# [Entries for pointing to labeled objects]
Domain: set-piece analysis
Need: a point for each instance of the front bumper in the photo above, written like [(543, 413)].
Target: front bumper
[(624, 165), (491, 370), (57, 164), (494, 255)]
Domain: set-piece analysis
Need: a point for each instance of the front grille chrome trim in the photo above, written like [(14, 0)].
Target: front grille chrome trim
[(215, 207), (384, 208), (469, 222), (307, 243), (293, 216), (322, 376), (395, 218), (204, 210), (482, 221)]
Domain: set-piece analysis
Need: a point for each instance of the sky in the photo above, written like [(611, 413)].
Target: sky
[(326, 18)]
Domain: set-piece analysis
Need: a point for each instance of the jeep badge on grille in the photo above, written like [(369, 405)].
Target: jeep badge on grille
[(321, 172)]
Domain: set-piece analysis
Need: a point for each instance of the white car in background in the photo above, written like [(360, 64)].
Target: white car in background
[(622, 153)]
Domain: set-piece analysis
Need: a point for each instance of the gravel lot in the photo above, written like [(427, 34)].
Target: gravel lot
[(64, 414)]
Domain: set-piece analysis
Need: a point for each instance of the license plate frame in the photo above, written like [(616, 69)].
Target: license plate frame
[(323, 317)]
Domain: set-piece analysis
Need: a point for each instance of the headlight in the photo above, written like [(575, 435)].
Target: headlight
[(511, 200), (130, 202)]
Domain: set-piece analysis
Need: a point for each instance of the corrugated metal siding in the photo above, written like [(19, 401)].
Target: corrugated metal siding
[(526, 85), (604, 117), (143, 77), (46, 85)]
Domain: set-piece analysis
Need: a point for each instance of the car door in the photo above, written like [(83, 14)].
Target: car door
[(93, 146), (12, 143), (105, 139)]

# [WHAT TO DO]
Reproduce all of the entries above, renaming "set-piece analysis" to "set-play analysis" at every occurrence and leaving all other text unchanged.

# [RESULT BELOW]
Domain: set-play analysis
Need: a point for each instance of the front bumper in the photo above, written like [(543, 413)].
Target: front bumper
[(624, 165), (491, 370), (57, 164), (494, 255)]
Domain: set-play analysis
Need: a point for each instance of the front grille chrome trim in the photo above, written like [(14, 0)].
Target: front grille chrome trim
[(215, 207), (384, 208), (469, 222), (307, 243), (293, 216), (322, 376), (395, 218), (204, 210), (482, 221)]
Domain: set-play analysis
Need: a point for each instance of the sky in the photo above, written like [(611, 413)].
Target: sky
[(326, 18)]
Domain: set-play analysis
Need: a point for each instance of the jeep badge on grille in the photo above, written like [(369, 405)].
Target: jeep badge on grille
[(321, 172)]
Domain: set-play analysis
Need: a point for each instance of the white car in background in the photo above, written like [(360, 64)].
Target: white car in background
[(622, 153)]
Domain: set-play analysis
Need: a point for each instance of the gravel lot in the photo above, written like [(427, 34)].
Target: gravel lot
[(64, 414)]
Domain: set-play analysis
Need: a point for each instance of the license plate frame in the photo above, written like [(616, 69)].
Target: license plate frame
[(323, 317)]
Domain: set-play analysis
Need: a point for each instance of the headlight in the photo above, written like [(575, 435)].
Target: headlight
[(511, 200), (130, 202)]
Domain: set-play analysis
Need: a point for each instance of the corrugated metal siding in the photo above, written like [(19, 401)].
Target: corrugated metal siding
[(526, 85), (604, 117), (143, 77), (46, 85)]
Domain: set-play analysis
Need: a point for each instance of the car door in the photo above, written like [(83, 14)].
Target: car door
[(93, 146), (12, 143), (105, 139)]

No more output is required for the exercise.